┌──
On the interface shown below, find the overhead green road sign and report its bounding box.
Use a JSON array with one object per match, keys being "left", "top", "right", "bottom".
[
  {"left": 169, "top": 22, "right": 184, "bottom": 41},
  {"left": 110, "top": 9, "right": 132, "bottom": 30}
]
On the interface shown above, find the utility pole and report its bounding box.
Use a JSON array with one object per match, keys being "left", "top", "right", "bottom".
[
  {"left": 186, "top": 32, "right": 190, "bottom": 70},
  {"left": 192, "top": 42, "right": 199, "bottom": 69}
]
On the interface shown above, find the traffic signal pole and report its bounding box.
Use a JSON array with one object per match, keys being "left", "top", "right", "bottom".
└──
┌──
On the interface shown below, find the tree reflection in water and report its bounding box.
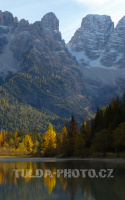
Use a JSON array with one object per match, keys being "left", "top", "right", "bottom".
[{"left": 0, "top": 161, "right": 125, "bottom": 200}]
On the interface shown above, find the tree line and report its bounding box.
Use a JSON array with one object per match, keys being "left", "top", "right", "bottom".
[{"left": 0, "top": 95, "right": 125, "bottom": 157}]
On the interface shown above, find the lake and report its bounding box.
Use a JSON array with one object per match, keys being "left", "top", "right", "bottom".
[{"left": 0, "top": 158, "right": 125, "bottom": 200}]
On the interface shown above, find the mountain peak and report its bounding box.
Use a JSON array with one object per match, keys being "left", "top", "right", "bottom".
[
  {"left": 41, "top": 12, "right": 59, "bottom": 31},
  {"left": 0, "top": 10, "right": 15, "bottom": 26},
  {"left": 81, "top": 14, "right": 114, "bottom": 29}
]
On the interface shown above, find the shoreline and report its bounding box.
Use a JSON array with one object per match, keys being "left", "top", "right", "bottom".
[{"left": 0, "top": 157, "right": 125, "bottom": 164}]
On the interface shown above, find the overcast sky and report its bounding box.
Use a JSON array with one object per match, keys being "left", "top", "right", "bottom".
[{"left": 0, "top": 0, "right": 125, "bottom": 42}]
└──
┌──
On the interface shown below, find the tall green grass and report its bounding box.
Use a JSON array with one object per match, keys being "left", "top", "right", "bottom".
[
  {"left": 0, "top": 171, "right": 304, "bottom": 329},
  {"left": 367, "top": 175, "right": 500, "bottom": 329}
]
└──
Aim of the exercise: From the records above, extract every line that contains the word "pole", matching case exactly.

Solution to the exercise:
On the interface shown above, find the utility pole and report its bounding box.
On the interface shown above, find the traffic signal pole and report its bounding box.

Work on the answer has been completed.